— Esercizi proposti —
1 – Trascriva dal testo sullo sciopero il brano che ha inizio con le parole "Ma tutto questo" e termina con le parole "questo sporco lavoro.".
2 – Secondo il testo sullo sciopero, quale sindacato ha indetto lo sciopero generale di Gruppo del 28 giugno?

Il 28 giugno scorso, Torino e provincia sono state il cuore e l'epicentro dell'indubbio successo che ha avuto lo sciopero generale di Gruppo, indetto dal Sallca-Cub, per contrastare le pesanti ricadute del processo di fusione.

In Area più di 50 filiali chiuse e molte altre funzionanti a scartamento ridotto, presenze dimezzate nelle sedi, oltre un migliaio di lavoratrici e di lavoratori in sciopero e un dato di assenti per ferie abnorme per un giorno infrasettimanale il che, in qualche modo, ha dimostrato la voglia di tanti di dare comunque un contributo, malgrado le pressioni dell'azienda e delle burocrazie sindacali.

Certo, si può legittimamente argomentare che a Milano le cose sono andate in maniera ben diversa o che in decine di filiali sparse per il paese dello sciopero non era giunta nemmeno la notizia.

Ma tutto questo era ampiamente prevedibile in considerazione dei pesanti limiti "operativi" cui è sottoposta l'attività del sindacato di base, dell'ancor scarso radicamento in alcune regioni e della determinazione con la quale azienda e vertici dei sindacati concertativi hanno cercato di impedire che il "contagio" si estendesse al di là delle zone di consolidata presenza del Sallca-Cub.

Occorre non dimenticare come, in alcune aree dove emergevano forti disponibilità alla mobilitazione, l'esito dello sciopero sia stato pesantemente condizionato da comportamenti della gerarchia aziendale illeciti e volti ad intimidire i lavoratori, come la diffusione di notizie false sulla regolarità dello sciopero (con le argomentazioni più fantasiose). Ed è vergognoso sapere che spesso sono stati prezzolati pseudo sindacalisti ad affiancare o sostituirsi all'azienda in questo sporco lavoro.

Ma lo sciopero ha avuto, comunque, carattere nazionale (con risultati molto significativi, ad esempio, nel napoletano e in Liguria) ed è stato certamente uno sciopero unificante. Vi hanno partecipato i lavoratori venduti al mercato con le loro filiali, i colleghi di rete alle prese con pesanti problemi di organico e stufi di subire rapine evitabili, quelli di sede costretti a scegliere tra perdita di professionalità e trasferimenti forzosi, quelli deportati nei poli di back office, i sanpaolini che vedono progressivamente demolite le conquiste sindacali di decenni ed i lavoratori di Intesa, già duramente provati (in primo luogo dal vergognoso accordo di fusione tra Comit, Bav e Cariplo, che determinò licenziamenti e la perdita di migliaia di posti di lavoro) ma non ancora tutti rassegnati.     

Le inattese dimensioni dello sciopero hanno certamente colpito l'azienda e le stesse segreterie sindacali ma, purtroppo, non hanno determinato uno scarto nella trattativa centralizzata. Da allora ad oggi, in sostanza, è stato firmato solo il prolungamento del ricorso al "Fondo Esuberi", un accordo per dirla in estrema sintesi che può accontentare chi non ce la fa più a rimanere in azienda, ma peggiora ulteriormente le condizioni di chi resta.

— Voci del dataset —

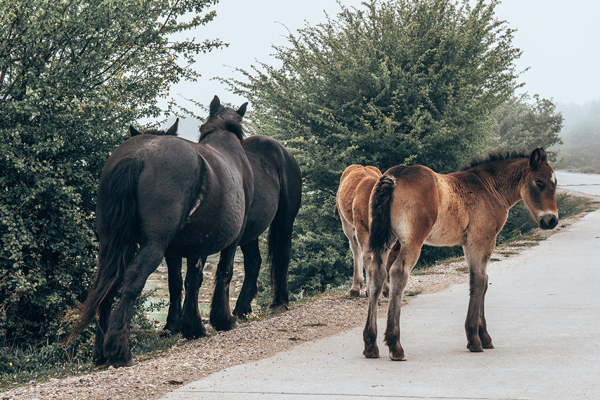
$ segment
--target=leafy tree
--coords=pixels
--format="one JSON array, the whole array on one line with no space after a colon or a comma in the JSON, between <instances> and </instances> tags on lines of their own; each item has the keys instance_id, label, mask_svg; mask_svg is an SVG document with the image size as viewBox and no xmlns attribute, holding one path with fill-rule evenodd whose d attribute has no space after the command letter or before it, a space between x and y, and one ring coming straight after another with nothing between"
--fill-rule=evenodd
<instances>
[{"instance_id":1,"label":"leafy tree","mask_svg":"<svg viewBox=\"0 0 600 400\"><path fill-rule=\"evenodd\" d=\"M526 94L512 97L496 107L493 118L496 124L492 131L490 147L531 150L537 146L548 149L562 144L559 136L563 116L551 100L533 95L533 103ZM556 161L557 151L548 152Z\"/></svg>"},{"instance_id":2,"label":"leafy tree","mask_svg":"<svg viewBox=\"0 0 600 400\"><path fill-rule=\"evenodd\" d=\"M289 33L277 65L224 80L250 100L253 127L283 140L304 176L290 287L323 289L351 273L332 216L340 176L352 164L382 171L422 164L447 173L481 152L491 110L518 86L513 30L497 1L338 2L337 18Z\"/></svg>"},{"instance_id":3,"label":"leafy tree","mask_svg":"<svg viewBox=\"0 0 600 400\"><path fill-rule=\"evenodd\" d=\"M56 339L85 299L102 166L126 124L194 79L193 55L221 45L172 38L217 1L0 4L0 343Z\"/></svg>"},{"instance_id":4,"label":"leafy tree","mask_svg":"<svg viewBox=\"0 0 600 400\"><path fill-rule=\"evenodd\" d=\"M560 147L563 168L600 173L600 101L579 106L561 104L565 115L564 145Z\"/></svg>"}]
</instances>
...
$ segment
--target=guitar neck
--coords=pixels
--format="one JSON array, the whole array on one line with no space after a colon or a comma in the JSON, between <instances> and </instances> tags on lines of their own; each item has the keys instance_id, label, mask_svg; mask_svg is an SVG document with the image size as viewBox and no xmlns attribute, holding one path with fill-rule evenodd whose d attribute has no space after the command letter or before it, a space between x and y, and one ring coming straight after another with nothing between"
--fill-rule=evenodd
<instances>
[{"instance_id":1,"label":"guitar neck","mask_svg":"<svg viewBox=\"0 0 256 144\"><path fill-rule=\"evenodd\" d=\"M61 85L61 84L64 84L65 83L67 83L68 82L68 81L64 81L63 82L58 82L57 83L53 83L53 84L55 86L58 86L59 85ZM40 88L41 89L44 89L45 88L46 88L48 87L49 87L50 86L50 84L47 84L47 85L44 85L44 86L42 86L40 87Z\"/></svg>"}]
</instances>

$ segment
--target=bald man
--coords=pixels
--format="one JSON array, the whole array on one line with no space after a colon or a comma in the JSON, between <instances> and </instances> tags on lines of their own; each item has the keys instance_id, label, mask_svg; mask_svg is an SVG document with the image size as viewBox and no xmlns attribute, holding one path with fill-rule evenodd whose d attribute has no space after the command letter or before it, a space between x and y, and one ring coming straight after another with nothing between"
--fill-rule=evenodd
...
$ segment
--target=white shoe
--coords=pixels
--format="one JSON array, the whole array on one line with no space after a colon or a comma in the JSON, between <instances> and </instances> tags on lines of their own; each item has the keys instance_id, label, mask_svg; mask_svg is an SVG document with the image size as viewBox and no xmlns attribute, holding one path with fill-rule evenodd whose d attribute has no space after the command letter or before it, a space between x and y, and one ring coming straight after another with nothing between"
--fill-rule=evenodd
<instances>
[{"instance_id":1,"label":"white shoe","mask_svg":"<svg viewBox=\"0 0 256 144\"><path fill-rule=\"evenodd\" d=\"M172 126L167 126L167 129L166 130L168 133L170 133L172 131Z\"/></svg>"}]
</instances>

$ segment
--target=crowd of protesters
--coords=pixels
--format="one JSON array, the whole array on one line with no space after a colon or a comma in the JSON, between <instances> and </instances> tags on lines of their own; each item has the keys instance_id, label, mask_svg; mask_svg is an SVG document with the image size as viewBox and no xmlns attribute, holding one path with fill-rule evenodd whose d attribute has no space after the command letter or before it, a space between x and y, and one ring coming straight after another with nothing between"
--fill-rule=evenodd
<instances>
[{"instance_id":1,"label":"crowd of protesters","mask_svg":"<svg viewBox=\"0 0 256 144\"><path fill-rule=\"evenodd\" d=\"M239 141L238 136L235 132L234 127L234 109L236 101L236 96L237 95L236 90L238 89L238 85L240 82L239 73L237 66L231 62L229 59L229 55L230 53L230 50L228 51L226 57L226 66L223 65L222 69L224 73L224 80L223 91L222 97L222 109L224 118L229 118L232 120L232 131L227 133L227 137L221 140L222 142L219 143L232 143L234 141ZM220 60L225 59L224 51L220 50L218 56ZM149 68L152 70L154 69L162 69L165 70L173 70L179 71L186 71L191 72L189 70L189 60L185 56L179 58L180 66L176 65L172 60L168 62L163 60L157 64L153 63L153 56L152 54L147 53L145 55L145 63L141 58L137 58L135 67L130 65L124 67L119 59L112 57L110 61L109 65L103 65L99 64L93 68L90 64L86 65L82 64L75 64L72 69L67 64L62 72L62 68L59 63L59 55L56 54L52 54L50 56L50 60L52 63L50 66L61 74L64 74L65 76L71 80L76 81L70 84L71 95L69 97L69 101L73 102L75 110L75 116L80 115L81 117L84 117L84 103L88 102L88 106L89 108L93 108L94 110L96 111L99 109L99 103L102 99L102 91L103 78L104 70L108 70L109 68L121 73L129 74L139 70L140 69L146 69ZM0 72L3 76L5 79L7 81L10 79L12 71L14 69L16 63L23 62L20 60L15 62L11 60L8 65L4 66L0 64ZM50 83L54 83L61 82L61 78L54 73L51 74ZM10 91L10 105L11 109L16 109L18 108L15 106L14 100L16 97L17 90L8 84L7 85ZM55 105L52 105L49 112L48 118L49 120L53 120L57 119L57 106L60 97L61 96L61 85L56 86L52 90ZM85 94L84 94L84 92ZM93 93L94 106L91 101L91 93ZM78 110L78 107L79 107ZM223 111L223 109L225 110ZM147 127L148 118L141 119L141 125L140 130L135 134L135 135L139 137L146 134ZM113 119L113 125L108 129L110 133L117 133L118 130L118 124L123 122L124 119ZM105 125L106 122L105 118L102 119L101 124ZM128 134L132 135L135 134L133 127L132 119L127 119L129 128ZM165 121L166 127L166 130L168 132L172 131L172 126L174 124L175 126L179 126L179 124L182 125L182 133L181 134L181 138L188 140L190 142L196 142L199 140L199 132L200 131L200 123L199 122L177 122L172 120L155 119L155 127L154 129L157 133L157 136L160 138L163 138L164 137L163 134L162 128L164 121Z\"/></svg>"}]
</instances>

— Soluzioni per esercizio —
1 –
Ma tutto questo era ampiamente prevedibile in considerazione dei pesanti limiti "operativi" cui è sottoposta l'attività del sindacato di base, dell'ancor scarso radicamento in alcune regioni e della determinazione con la quale azienda e vertici dei sindacati concertativi hanno cercato di impedire che il "contagio" si estendesse al di là delle zone di consolidata presenza del Sallca-Cub.

Occorre non dimenticare come, in alcune aree dove emergevano forti disponibilità alla mobilitazione, l'esito dello sciopero sia stato pesantemente condizionato da comportamenti della gerarchia aziendale illeciti e volti ad intimidire i lavoratori, come la diffusione di notizie false sulla regolarità dello sciopero (con le argomentazioni più fantasiose). Ed è vergognoso sapere che spesso sono stati prezzolati pseudo sindacalisti ad affiancare o sostituirsi all'azienda in questo sporco lavoro.

2 – Il Sallca-Cub.